# Document segment:

═══

Biochemists uphold law of physics (EurkAlert)
Experiments by biochemists at the University of California, Davis show for the first time that a law of physics, the ergodic theorem, can be demonstrated by a collection of individual protein molecules — specifically, a protein that unwinds DNA. The work will be published online by the journal Nature on July 14.
The ergodic theorem, proposed by mathematician George Birkhoff in 1931, holds that if you follow an individual particle over an infinite amount of time, it will go through all the states that are seen in an infinite population at an instant in time. It’s a fundamental assumption in statistical mechanics — but difficult to prove in an experiment.

═══

# Data:
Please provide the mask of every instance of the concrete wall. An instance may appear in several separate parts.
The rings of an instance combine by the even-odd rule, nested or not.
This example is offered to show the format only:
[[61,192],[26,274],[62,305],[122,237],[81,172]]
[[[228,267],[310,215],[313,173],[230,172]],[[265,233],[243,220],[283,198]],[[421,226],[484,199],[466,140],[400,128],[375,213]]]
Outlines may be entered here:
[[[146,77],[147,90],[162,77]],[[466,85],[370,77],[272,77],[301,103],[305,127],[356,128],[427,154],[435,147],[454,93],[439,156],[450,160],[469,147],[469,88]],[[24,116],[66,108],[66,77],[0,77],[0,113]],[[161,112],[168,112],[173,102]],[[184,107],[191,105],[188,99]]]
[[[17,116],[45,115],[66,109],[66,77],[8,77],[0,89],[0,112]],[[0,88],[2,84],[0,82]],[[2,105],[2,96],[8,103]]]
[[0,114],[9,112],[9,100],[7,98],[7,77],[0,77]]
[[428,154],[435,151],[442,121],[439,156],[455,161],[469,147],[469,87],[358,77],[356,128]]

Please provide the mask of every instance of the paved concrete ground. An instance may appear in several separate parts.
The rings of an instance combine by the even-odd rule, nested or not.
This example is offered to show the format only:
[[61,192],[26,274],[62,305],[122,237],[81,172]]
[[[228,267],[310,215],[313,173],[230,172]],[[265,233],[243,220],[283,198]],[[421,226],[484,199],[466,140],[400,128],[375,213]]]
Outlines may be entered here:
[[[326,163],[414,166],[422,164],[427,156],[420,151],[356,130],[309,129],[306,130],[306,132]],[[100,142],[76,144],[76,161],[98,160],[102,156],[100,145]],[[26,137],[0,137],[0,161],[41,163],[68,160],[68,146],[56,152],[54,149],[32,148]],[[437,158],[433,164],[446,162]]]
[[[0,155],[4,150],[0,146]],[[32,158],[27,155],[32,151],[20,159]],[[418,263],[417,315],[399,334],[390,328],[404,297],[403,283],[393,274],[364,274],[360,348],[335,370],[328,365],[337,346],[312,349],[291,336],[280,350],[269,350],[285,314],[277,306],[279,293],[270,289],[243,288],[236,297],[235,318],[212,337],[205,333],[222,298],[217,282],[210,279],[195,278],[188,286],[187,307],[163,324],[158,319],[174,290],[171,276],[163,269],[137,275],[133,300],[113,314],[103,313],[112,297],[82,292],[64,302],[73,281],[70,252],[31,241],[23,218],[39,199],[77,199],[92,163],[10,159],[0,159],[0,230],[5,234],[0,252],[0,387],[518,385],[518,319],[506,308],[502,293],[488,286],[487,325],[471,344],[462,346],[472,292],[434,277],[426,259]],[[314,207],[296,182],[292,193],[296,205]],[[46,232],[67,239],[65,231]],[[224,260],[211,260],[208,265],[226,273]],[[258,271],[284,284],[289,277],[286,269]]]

═══

# Parts of the exercise:
1. In the article on the ergodic theorem experiments:
(a) Which journal will publish the work, and on what date?
(b) Who proposed the ergodic theorem, and in what year?
(c) What does the protein used in the experiments do?
2. Transcribe the article on the ergodic theorem experiments from "The ergodic theorem, proposed" up to and including "in an experiment.".
3. Pick up the article on the ergodic theorem experiments after its last sentence and continue it.
The data is not needed here.

# Responses to the exercise:
1.
(a) Nature, online on July 14.
(b) Mathematician George Birkhoff, in 1931.
(c) It unwinds DNA.

2.
The ergodic theorem, proposed by mathematician George Birkhoff in 1931, holds that if you follow an individual particle over an infinite amount of time, it will go through all the states that are seen in an infinite population at an instant in time. It’s a fundamental assumption in statistical mechanics — but difficult to prove in an experiment.

3.
Using technology invented at UC Davis for watching single enzymes at work, Bian Liu, a graduate student in the Biophysics Graduate Group and professor Steve Kowalczykowski, Department of Microbiology and Molecular Genetics and UC Davis Cancer Center, found that when they paused and restarted a single molecule of the DNA-unwinding enzyme RecBCD, it could restart at any speed achieved by the whole population of enzymes.
Caption: RecBCD enzymes are unwinding DNA at different speeds. The bright ball at left is a bead, the bright strand is a stretch of DNA that shortens as it is unwound by the enzyme. The enzymes show ergodic behavior, supporting an important theory in statistical physics.